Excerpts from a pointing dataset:
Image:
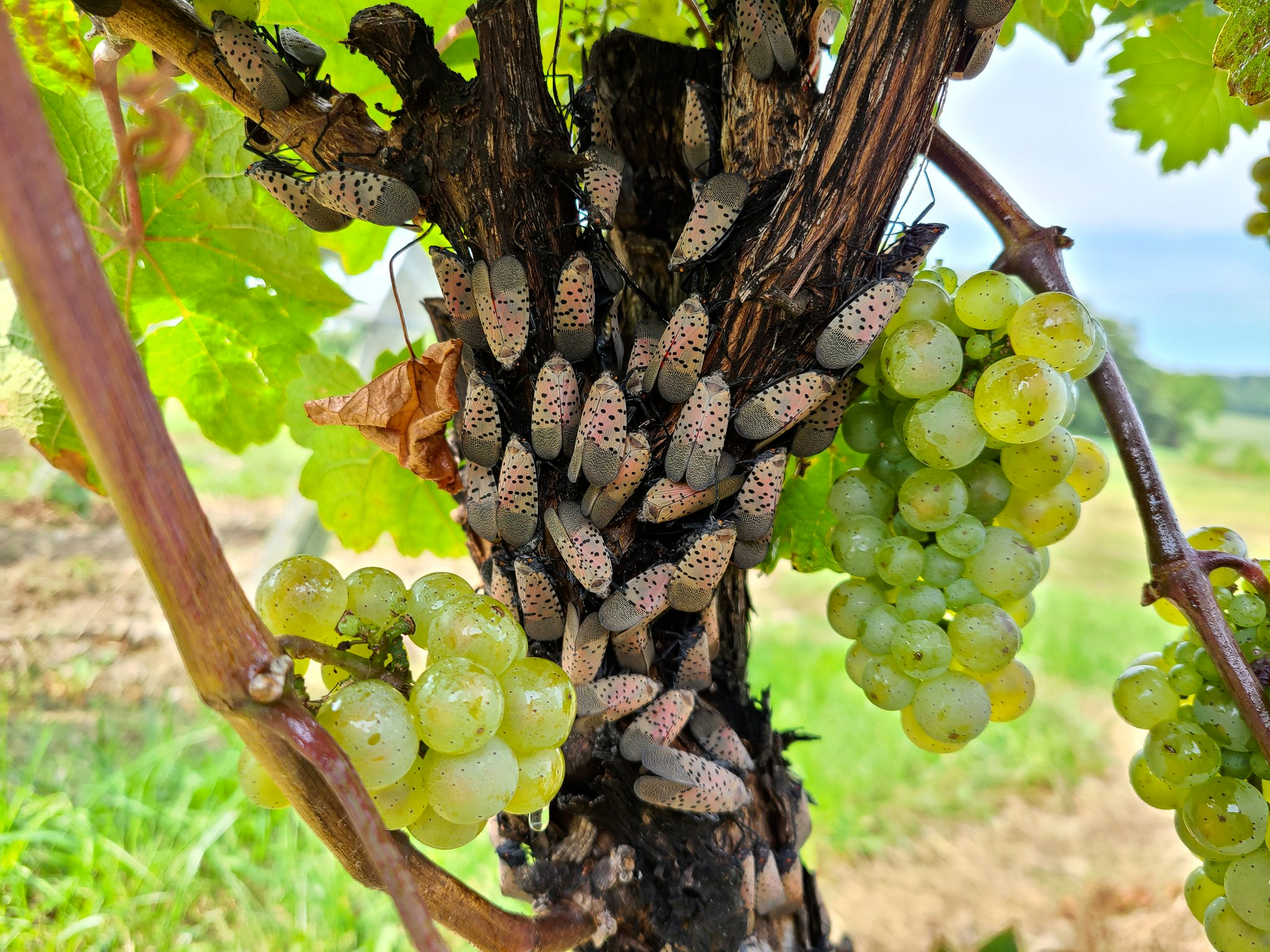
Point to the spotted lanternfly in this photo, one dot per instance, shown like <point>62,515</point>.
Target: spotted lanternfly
<point>541,615</point>
<point>700,569</point>
<point>517,494</point>
<point>601,441</point>
<point>634,649</point>
<point>602,184</point>
<point>694,673</point>
<point>783,405</point>
<point>667,500</point>
<point>482,500</point>
<point>718,739</point>
<point>658,724</point>
<point>580,546</point>
<point>906,254</point>
<point>763,37</point>
<point>456,287</point>
<point>584,648</point>
<point>502,295</point>
<point>858,323</point>
<point>602,503</point>
<point>641,601</point>
<point>265,74</point>
<point>291,192</point>
<point>689,782</point>
<point>713,216</point>
<point>613,699</point>
<point>557,408</point>
<point>573,322</point>
<point>815,433</point>
<point>700,131</point>
<point>680,353</point>
<point>696,443</point>
<point>368,196</point>
<point>482,433</point>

■ YOUR INSTRUCTIONS: Return the records above from their start through the line containing "<point>641,601</point>", with both ends included. Leave the pictures out of your answer.

■ FULL OUTPUT:
Image:
Point to the spotted lanternfly in this photo, one dot per instance, shown like <point>62,515</point>.
Target: spotted lanternfly
<point>541,615</point>
<point>700,569</point>
<point>517,494</point>
<point>601,441</point>
<point>634,649</point>
<point>602,184</point>
<point>694,673</point>
<point>783,405</point>
<point>667,500</point>
<point>482,500</point>
<point>718,739</point>
<point>658,724</point>
<point>580,546</point>
<point>906,254</point>
<point>763,37</point>
<point>456,287</point>
<point>584,648</point>
<point>502,295</point>
<point>858,323</point>
<point>602,503</point>
<point>641,601</point>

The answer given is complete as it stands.